Extract provided>
────
The accompanying consolidated financial statements of the Company have
been prepared in accordance with instructions to Form 10-Q.
Accordingly, they do not include all of the information and footnotes
required by generally accepted accounting principles for complete
financial statements. However, such information reflects all
adjustments (consisting solely of normal recurring adjustments) which
are, in the opinion of management, necessary for a fair statement of
results for the interim periods.
The results of operations for the three months ended September 30, 1999
are not necessarily indicative of the results to be expected for the
year ending June 30, 2000. The consolidated financial statements and
notes thereto should be read in conjunction with the audited financial
statements and notes thereto contained in the Annual Report to
Stockholders for the year ended June 30, 1999.
2. Earnings Per Share
Earnings per share ("EPS") has been computed based upon weighted
average common shares outstanding of 3,351,990 and 4,040,738,
respectively, for the three months ended September 30, 1999 and 1998.
The Company had no dilutive securities outstanding during the three
months ended September 30, 1999 and 1998; therefore, diluted EPS is the
same as basic EPS for all periods presented.
6
<PAGE>
Item 2. Management's Discussion and Analysis of Financial Condition and Results
of Operations
Comparison of Financial Condition at September 30, 1999 and June 30, 1999
Total assets were $541.1 million at September 30, 1999 and $545.7
million at June 30, 1999, a decrease of $4.6 million or 1%. This
decrease resulted primarily from decreases of $22.2 million, or 38%, in
cash and cash equivalents and $4.5 million in loans held-for-sale,
offset by increases of $15.6 million, or 4%, in loans receivable, net
and $5.2 million in other assets. The majority of the decrease was
attributable to uses of cash in investing and financing activities of
$17.0 million and $8.7 million, respectively. A more detailed
reconciliation may be found in the Consolidated Statements of Cash
Flows for the three months ended September 30, 1999. Loans receivable,
net, increased primarily as a result of an increase of $8.9 million in
mortgage loans since June 30, 1999. Included in the $8.9 million
increase were increases of $4.3 million in construction loans, $4.3
million in commercial mortgage loans. Loans receivable, net, also
increased due to a $2.7 million increase in non-mortgage commercial
loans and a $3.4 million increase in home equity loans. The increase in
loans receivable, net, was funded primarily through an increase in
deposits and FHLB advances and a decrease in cash and cash equivalents.
Deposit accounts increased $2.0 million to $408.0 million at September
30, 1999 from $406.0 million at June 30, 1999. The increase in deposits
resulted primarily from newly opened branch offices and, to a lesser
extent, interest credited to deposit accounts during the period.
Advances from the FHLB of Atlanta increased $25.0 million to $59.0
million at September 30, 1999 from $34.0 million at June 30, 1999.
Stockholders' equity increased by $1.2 million to $67.2 million at
September 30, 1999 from $66.0 million at June 30, 1999. Items that
increased stockholders' equity were the allocation of shares in the
amount of $533,000 under the Bank's Employee Stock Ownership Plan
("ESOP") and restricted stock plan and net income of $1.4 million for
the three months ended September 30, 1999. Offsetting these increases
to stockholders' equity was payment of dividends of $664,000.
Nonperforming assets decreased by $800,000 to $1.1 million at September
30, 1999 from $1.9 million at June 30, 1999. The increase was due
primarily to a $600,000 decrease in nonaccrual loans.
────
Data records>
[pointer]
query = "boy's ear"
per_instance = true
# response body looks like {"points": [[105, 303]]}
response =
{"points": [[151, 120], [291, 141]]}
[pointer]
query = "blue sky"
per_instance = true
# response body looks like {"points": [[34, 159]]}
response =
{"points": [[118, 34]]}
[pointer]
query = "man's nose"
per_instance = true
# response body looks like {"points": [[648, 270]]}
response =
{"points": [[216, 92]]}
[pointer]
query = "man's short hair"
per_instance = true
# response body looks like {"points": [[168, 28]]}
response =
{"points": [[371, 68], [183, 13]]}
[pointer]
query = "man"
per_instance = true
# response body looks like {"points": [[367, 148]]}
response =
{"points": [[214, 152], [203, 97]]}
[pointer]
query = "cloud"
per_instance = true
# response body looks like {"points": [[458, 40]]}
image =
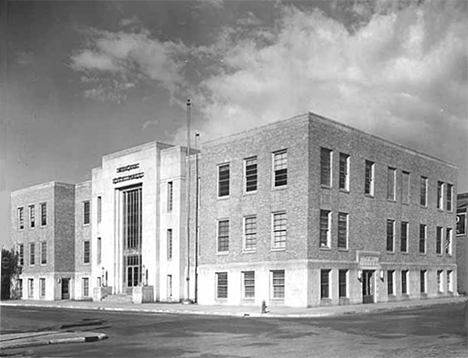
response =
{"points": [[130, 56], [401, 72]]}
────
Required actions>
- a) In the quarterly report excerpt, what was the total of deposit accounts at September 30, 1999?
- b) Rewrite the quarterly report excerpt from "Accordingly, they do" to "ended June 30, 1999.", changing "audited" to "reviewed".
The records aren't needed for this work.

Problem solutions>
- a) $408.0 million

- b)
Accordingly, they do not include all of the information and footnotes
required by generally accepted accounting principles for complete
financial statements. However, such information reflects all
adjustments (consisting solely of normal recurring adjustments) which
are, in the opinion of management, necessary for a fair statement of
results for the interim periods.
The results of operations for the three months ended September 30, 1999
are not necessarily indicative of the results to be expected for the
year ending June 30, 2000. The consolidated financial statements and
notes thereto should be read in conjunction with the reviewed financial
statements and notes thereto contained in the Annual Report to
Stockholders for the year ended June 30, 1999.